▶ _Source extract_
Limit T20 to domestic alone and may be can have a WC for it. Bilateral T20 is just not adding any value to cricket. Have tests ONLY for bilateral series and ODI as triangular or quadrangular series often. It will add more spice to the tournament. How often had we seen 5-0 or 4-1 like one sided ODI tours these days. Even tests are one sided these days but still, it is a challenge for the losing team whereas simple bilateral series loses charm once the series is decided. Or even a two tier system every year like in county. 8+8 where the last two in Tier 1 moves out to second level and top 2 in Tier 2 get promoted.

Posted by CricketLifer on (October 10, 2012, 1:15 GMT)

I think the tie breaker simply by run rate is an inadequate way to choose who moves on to next round. Head to head result should weigh more than just a ran rate figure. If you look at American Football then head to head record is the first criteria in case of a tie - since same division teams may play each other twice and that could be split, they then choose wins in conference as the next factor before moving onto points scored v/s points allowed (which would be somewhat analogues to ran rate). In the group of Australia, India, Pakistan and South Africa, if Australia had failed to score 112 and SA had won it would have been comical to see SA advance and a country like Australia with far better record be left behind. Similarly India should have advanced on the strength of having beaten Pakistan. Getting the method right for the next WC is very important.

Posted by indiafan76 on (October 9, 2012, 23:57 GMT)

12 teams in the current T20 WC seems like the right number. Countries 11+ can fight for the last 2 spots in another pre-tournament.

Whether 12 or 16 teams in the next T20 WC, format should be similar to the current WC.

4 groups of 4 teams each = 24 matches (4 good matches) Super-8 with 2 groups of 4 teams. Each team plays each other TWICE. This is a total of 24 matches. Semis & Final. Total of 51 matches (39 matches if T20 had 12 teams).

To finish the matches within say 3 weeks, they should do the following: a) Eliminate the warm-up games b) Increase squad size to 18 c) During group stage, play 3 matches per day (11am, 3pm & 7pm). In fact matches can be played simultaneously at this stage. d) Group will complete in 8 days. Have no break between group and super-8 stage. e) During Super-8, play 2-3 matches per day (Sat/Sun could be 3 match days). The 24 matches will complete in 10 days. f) Total Duration = 22 days (i.e. Sep 14th to Oct 7th). Same duration as current WC.

Posted by StJohn on (October 9, 2012, 23:41 GMT)

One thing that does need tweaking is the "no ball, free hit" rule. In England's last match of the tournament, against Sri Lanka, a no ball beamer was bowled in the final over of England's innings. But apparently this type of no ball doesn't give rise to a free hit. Nonsense. Surely a no ball is a no ball is a no ball?

Posted by roboh on (October 9, 2012, 23:38 GMT)

Cricket needs more international tournaments like the WT20 and far less of bilateral series which are for all intents and purposes just friendlies. I want cricket with relevance, not just a game for the sake of it!

The T20 and ODI world cups should both be expanded to at least 16, with real effort put into getting at least the top 12 countries being competitive on a regular basis. That will ensure that the opening rounds have more drama about them, with teams having to fight to get through to the next round.

▶ _Job_
List every username that appears after "Posted by" in the cricket comments. The records that follow come from a separate source and are unrelated to the cricket comments.

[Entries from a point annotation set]

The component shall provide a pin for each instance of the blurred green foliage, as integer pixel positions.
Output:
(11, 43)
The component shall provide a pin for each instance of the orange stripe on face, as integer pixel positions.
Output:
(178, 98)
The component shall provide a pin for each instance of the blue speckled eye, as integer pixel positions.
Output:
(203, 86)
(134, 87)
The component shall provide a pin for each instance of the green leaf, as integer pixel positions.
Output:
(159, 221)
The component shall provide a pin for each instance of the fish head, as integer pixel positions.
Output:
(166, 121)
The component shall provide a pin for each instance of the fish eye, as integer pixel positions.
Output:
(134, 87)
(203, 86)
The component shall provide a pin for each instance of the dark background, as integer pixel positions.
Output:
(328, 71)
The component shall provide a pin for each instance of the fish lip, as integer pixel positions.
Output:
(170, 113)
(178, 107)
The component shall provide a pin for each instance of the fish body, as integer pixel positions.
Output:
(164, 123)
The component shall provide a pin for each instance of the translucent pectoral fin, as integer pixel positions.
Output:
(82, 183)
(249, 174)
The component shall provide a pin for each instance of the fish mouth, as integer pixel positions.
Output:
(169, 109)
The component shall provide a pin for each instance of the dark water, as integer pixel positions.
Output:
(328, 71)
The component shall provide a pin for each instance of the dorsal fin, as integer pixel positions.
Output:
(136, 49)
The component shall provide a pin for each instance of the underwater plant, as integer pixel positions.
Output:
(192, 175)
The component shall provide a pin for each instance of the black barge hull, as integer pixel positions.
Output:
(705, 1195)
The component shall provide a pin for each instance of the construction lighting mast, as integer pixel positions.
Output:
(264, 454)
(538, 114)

---

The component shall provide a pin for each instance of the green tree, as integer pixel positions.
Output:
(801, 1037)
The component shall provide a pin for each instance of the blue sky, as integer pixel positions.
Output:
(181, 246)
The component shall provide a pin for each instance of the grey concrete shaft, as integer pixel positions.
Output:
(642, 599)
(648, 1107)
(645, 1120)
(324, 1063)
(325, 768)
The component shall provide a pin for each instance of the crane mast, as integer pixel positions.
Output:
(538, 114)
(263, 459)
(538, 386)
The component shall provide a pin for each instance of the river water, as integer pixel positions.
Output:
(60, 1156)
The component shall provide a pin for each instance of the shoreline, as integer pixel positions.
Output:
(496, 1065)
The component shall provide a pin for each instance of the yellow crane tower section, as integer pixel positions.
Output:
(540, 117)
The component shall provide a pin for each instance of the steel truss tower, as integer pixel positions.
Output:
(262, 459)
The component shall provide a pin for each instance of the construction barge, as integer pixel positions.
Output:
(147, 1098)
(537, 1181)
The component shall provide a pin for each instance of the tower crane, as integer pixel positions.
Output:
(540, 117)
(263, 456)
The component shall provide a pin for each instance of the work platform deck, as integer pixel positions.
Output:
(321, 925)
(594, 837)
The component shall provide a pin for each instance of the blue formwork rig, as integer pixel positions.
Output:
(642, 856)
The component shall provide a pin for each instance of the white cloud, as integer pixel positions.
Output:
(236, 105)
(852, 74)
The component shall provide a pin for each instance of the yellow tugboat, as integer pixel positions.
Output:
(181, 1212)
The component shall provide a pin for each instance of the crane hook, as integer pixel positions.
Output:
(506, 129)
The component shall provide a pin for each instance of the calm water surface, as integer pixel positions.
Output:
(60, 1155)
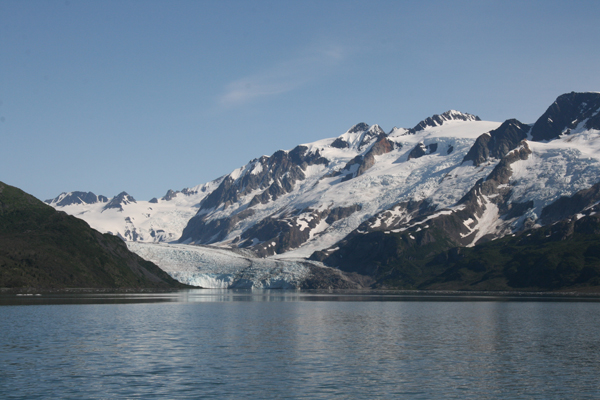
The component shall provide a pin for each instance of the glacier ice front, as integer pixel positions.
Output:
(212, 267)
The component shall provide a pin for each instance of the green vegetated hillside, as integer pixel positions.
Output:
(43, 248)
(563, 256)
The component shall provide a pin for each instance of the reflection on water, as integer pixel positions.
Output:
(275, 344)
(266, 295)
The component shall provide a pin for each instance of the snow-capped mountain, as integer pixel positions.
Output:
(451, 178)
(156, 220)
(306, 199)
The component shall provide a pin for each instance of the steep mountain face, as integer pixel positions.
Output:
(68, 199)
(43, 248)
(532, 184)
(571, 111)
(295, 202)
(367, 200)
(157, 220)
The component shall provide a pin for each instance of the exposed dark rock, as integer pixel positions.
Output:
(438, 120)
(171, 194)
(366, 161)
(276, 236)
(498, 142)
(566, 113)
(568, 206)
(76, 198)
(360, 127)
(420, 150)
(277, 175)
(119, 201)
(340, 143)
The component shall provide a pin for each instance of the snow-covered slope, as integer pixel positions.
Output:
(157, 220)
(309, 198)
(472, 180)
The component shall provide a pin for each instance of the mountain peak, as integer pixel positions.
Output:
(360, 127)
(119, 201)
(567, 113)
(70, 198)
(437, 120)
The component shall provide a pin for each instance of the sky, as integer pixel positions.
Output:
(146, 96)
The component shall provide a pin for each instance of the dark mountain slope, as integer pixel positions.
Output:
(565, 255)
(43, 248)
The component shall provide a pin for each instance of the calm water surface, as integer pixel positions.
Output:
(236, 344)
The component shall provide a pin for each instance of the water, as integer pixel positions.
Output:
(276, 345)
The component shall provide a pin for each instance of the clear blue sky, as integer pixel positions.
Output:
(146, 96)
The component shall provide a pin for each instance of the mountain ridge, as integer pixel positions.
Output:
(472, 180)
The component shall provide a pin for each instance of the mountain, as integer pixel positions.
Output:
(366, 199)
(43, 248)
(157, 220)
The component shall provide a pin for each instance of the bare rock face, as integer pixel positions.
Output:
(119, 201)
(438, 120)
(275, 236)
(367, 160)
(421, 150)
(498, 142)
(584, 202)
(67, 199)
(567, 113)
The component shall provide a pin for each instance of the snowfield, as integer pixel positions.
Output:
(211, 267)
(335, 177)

...

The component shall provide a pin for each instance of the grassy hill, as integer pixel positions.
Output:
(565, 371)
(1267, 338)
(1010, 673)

▶ _Answer for this exercise_
CricketLifer, indiafan76, StJohn, roboh